## [Supplied text]
------------------------------------

6

I have a directory structure (sample data) that I want to copy from within a Chef recipe. It seems the only way to do this is to explicitly create each individual directory and file:

directory "/mnt/data/experiment1/dataset1" do
   recursive true
   only_if { node.chef_environment == "dev" }
end


directory "/mnt/data/experiment1/dataset2" do
   recursive true
   only_if { node.chef_environment == "dev" }
end

directory "/mnt/data/experiment2/dataset1" do
   recursive true
   only_if { node.chef_environment == "dev" }
end


directory "/mnt/data/experiment1/dataset2" do
   recursive true
   only_if { node.chef_environment == "dev" }
end


cookbook_file "/mnt/data/experiment1/dataset1/testfile1.txt" do
   owner "atom"
   group "atom"
   mode "0644"
   source "sampledata/experiment1/dataset1/testfile1.txt"
   only_if { node.chef_environment == "dev"}
end

...

Is there a way to simply recursively copy an entire directory structure from the cookbook? Specifying the name of each file inside the recipe seems redundant and error-prone (ie, if we add a file to the tree but forget to reference it in the recipe, it won't be copied.)

I guess a hack workaround would be to work out where all the chef files get copied to on the target machine and do a cp -r but is there something cleaner?

Or am I going about this the wrong way?

2 Answers 2

10

Why not using remote_directory resource. It's intended exactly for that.

------------------------------------

## [Supplied material]
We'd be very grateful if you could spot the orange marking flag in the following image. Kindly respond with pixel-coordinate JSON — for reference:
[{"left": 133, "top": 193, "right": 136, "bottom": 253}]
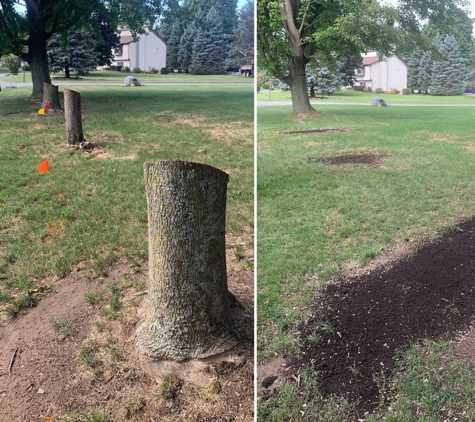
[{"left": 36, "top": 161, "right": 49, "bottom": 175}]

------------------------------------

## [Work required]
Rewrite the Chef question from "Is there a way" down to "the wrong way?", swapping "cleaner" for "simpler".

## [Answer to this task]
Is there a way to simply recursively copy an entire directory structure from the cookbook? Specifying the name of each file inside the recipe seems redundant and error-prone (ie, if we add a file to the tree but forget to reference it in the recipe, it won't be copied.)

I guess a hack workaround would be to work out where all the chef files get copied to on the target machine and do a cp -r but is there something simpler?

Or am I going about this the wrong way?